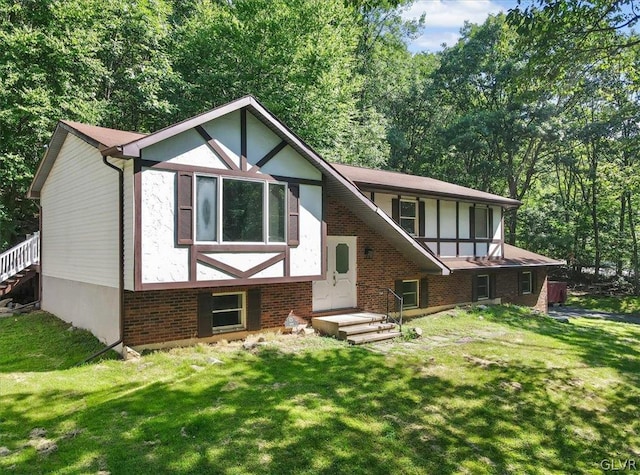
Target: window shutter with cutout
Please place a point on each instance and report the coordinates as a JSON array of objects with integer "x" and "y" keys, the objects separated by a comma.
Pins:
[
  {"x": 185, "y": 208},
  {"x": 293, "y": 233}
]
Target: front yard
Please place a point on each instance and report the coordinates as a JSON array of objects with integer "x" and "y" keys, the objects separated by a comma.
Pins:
[{"x": 499, "y": 390}]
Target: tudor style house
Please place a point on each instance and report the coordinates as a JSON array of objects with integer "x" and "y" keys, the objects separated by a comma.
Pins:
[{"x": 224, "y": 223}]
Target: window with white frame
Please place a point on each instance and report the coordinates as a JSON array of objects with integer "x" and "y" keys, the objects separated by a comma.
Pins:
[
  {"x": 482, "y": 287},
  {"x": 409, "y": 216},
  {"x": 239, "y": 210},
  {"x": 410, "y": 293},
  {"x": 481, "y": 221},
  {"x": 228, "y": 310},
  {"x": 526, "y": 282}
]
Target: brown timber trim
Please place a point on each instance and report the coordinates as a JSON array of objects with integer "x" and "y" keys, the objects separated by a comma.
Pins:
[
  {"x": 324, "y": 228},
  {"x": 438, "y": 227},
  {"x": 216, "y": 148},
  {"x": 243, "y": 139},
  {"x": 193, "y": 264},
  {"x": 176, "y": 167},
  {"x": 299, "y": 181},
  {"x": 270, "y": 154},
  {"x": 237, "y": 272},
  {"x": 457, "y": 228},
  {"x": 137, "y": 232},
  {"x": 228, "y": 282},
  {"x": 240, "y": 247}
]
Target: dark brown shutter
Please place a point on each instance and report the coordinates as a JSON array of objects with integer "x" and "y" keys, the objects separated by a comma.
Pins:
[
  {"x": 398, "y": 291},
  {"x": 474, "y": 288},
  {"x": 492, "y": 286},
  {"x": 490, "y": 231},
  {"x": 424, "y": 293},
  {"x": 205, "y": 319},
  {"x": 185, "y": 208},
  {"x": 254, "y": 310},
  {"x": 395, "y": 210},
  {"x": 472, "y": 222},
  {"x": 294, "y": 215}
]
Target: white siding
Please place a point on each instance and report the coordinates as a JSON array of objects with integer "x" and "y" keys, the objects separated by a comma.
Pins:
[
  {"x": 162, "y": 260},
  {"x": 464, "y": 221},
  {"x": 431, "y": 212},
  {"x": 89, "y": 306},
  {"x": 289, "y": 163},
  {"x": 129, "y": 225},
  {"x": 187, "y": 148},
  {"x": 80, "y": 217}
]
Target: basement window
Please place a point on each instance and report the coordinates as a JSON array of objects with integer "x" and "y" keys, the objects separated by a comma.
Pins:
[
  {"x": 482, "y": 287},
  {"x": 228, "y": 310},
  {"x": 410, "y": 293},
  {"x": 526, "y": 283}
]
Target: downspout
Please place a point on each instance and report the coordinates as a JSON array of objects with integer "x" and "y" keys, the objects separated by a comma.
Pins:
[{"x": 120, "y": 254}]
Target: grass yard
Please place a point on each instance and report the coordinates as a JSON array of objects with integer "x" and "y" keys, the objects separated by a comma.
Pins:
[
  {"x": 494, "y": 391},
  {"x": 629, "y": 304}
]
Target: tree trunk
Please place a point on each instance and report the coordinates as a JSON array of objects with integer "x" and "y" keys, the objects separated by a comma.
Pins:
[{"x": 634, "y": 248}]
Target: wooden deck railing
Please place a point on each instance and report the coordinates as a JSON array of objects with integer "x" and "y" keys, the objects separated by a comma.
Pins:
[{"x": 20, "y": 257}]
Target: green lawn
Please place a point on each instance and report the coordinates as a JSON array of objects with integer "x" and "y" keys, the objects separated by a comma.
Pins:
[
  {"x": 623, "y": 305},
  {"x": 494, "y": 391}
]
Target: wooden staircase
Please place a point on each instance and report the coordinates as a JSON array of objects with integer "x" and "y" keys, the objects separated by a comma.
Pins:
[
  {"x": 357, "y": 328},
  {"x": 19, "y": 264}
]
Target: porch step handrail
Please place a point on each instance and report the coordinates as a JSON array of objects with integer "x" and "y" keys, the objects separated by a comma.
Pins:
[{"x": 19, "y": 257}]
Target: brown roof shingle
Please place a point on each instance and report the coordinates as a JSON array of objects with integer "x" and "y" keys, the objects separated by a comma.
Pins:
[
  {"x": 513, "y": 257},
  {"x": 366, "y": 178}
]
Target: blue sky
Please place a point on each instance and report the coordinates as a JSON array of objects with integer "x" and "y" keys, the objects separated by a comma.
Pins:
[{"x": 444, "y": 18}]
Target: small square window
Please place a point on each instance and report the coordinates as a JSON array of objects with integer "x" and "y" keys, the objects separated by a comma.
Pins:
[
  {"x": 526, "y": 283},
  {"x": 410, "y": 294},
  {"x": 408, "y": 216}
]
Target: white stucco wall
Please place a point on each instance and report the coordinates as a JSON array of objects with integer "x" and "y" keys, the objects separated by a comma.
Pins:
[
  {"x": 129, "y": 225},
  {"x": 162, "y": 260}
]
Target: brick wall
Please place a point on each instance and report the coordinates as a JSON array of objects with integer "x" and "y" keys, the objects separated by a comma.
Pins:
[
  {"x": 168, "y": 315},
  {"x": 377, "y": 274},
  {"x": 158, "y": 316}
]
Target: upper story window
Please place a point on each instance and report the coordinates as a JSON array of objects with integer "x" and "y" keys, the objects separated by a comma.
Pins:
[
  {"x": 481, "y": 223},
  {"x": 408, "y": 216},
  {"x": 236, "y": 210}
]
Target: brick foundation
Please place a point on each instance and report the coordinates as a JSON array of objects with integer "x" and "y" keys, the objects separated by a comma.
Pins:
[{"x": 158, "y": 316}]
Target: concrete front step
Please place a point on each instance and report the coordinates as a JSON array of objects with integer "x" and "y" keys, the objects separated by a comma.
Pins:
[
  {"x": 377, "y": 327},
  {"x": 362, "y": 338},
  {"x": 331, "y": 325}
]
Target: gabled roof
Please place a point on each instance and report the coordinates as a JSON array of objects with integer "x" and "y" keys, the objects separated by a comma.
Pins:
[
  {"x": 368, "y": 179},
  {"x": 106, "y": 140},
  {"x": 99, "y": 137},
  {"x": 513, "y": 257}
]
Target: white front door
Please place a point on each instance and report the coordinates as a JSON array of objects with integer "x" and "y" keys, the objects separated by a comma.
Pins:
[{"x": 339, "y": 289}]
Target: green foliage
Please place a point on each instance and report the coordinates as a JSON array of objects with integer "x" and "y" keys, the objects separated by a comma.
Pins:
[{"x": 494, "y": 391}]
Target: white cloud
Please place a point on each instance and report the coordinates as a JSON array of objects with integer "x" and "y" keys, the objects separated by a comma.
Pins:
[{"x": 444, "y": 18}]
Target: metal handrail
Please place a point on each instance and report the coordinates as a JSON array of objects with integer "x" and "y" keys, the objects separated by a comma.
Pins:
[{"x": 400, "y": 299}]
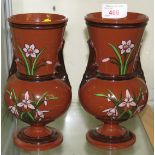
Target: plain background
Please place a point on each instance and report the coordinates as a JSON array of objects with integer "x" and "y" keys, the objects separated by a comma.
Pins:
[{"x": 76, "y": 49}]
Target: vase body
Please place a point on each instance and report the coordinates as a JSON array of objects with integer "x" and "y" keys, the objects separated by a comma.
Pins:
[
  {"x": 113, "y": 88},
  {"x": 38, "y": 89}
]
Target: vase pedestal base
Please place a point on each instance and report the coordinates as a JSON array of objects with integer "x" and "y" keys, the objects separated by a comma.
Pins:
[
  {"x": 110, "y": 136},
  {"x": 37, "y": 138}
]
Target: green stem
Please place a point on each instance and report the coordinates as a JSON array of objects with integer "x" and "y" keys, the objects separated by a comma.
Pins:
[
  {"x": 37, "y": 103},
  {"x": 119, "y": 57},
  {"x": 35, "y": 61},
  {"x": 26, "y": 62}
]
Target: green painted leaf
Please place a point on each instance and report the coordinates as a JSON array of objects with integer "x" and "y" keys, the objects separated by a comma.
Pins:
[
  {"x": 39, "y": 100},
  {"x": 26, "y": 62},
  {"x": 30, "y": 115}
]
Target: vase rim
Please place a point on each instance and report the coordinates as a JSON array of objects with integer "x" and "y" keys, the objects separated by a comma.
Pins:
[
  {"x": 37, "y": 19},
  {"x": 131, "y": 19}
]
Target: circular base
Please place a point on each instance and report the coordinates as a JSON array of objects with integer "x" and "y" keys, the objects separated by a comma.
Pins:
[
  {"x": 29, "y": 143},
  {"x": 110, "y": 142}
]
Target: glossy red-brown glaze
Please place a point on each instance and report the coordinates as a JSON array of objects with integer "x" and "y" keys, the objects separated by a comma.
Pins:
[
  {"x": 113, "y": 88},
  {"x": 48, "y": 39},
  {"x": 102, "y": 37},
  {"x": 38, "y": 90},
  {"x": 55, "y": 88},
  {"x": 96, "y": 105}
]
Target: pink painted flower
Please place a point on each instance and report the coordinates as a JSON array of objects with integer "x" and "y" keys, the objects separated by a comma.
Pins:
[
  {"x": 14, "y": 110},
  {"x": 30, "y": 50},
  {"x": 139, "y": 108},
  {"x": 26, "y": 103},
  {"x": 111, "y": 112},
  {"x": 126, "y": 46},
  {"x": 105, "y": 59},
  {"x": 10, "y": 95},
  {"x": 128, "y": 100},
  {"x": 111, "y": 97},
  {"x": 40, "y": 114},
  {"x": 45, "y": 101},
  {"x": 49, "y": 62},
  {"x": 17, "y": 60}
]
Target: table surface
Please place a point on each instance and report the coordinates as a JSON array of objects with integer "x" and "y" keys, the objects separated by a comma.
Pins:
[{"x": 74, "y": 125}]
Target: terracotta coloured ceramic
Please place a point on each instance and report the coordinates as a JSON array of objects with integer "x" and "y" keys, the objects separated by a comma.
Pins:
[
  {"x": 113, "y": 88},
  {"x": 38, "y": 89}
]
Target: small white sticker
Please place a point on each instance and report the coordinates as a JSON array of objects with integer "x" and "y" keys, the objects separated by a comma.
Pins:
[{"x": 114, "y": 10}]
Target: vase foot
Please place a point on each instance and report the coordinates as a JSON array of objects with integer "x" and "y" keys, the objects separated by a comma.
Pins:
[
  {"x": 37, "y": 138},
  {"x": 110, "y": 139}
]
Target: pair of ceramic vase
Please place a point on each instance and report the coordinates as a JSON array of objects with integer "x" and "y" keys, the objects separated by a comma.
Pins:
[{"x": 113, "y": 88}]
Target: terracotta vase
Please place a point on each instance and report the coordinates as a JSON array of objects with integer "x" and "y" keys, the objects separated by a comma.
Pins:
[
  {"x": 113, "y": 88},
  {"x": 38, "y": 89}
]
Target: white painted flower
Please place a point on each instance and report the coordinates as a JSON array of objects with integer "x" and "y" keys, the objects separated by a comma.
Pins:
[
  {"x": 105, "y": 59},
  {"x": 111, "y": 111},
  {"x": 49, "y": 62},
  {"x": 30, "y": 50},
  {"x": 40, "y": 114},
  {"x": 110, "y": 97},
  {"x": 128, "y": 100},
  {"x": 14, "y": 110},
  {"x": 26, "y": 103},
  {"x": 126, "y": 46}
]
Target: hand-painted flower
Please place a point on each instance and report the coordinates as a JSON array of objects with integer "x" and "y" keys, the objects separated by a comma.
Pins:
[
  {"x": 30, "y": 50},
  {"x": 40, "y": 114},
  {"x": 139, "y": 108},
  {"x": 111, "y": 97},
  {"x": 111, "y": 111},
  {"x": 45, "y": 101},
  {"x": 49, "y": 62},
  {"x": 14, "y": 110},
  {"x": 105, "y": 59},
  {"x": 17, "y": 60},
  {"x": 126, "y": 46},
  {"x": 128, "y": 100},
  {"x": 26, "y": 103}
]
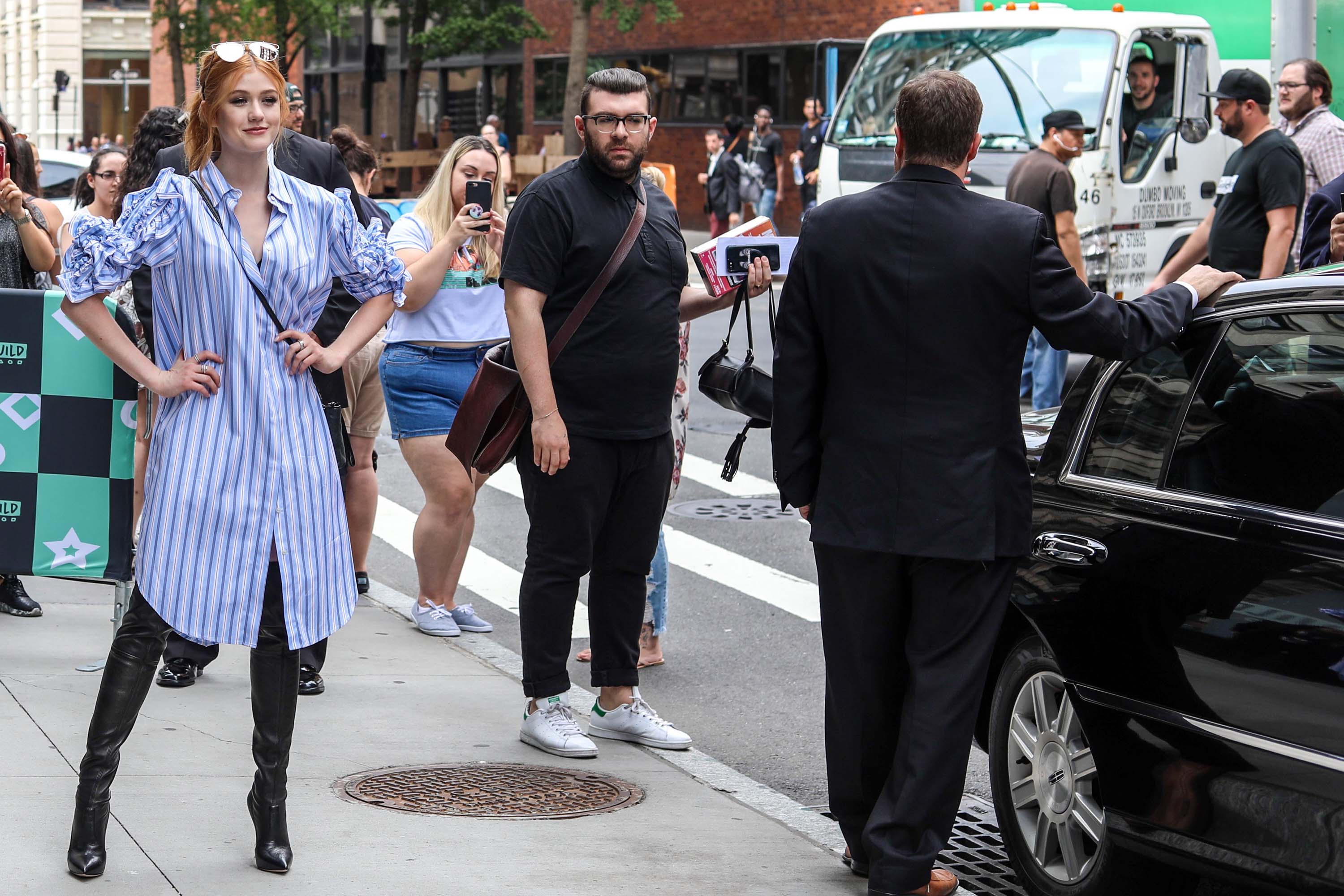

::::::::::

• **SET TASK**
Find every line in the entries above that contains the string "yard", matching case exactly, and copy each such line.

• **SOLUTION**
Target: front yard
Target: grass yard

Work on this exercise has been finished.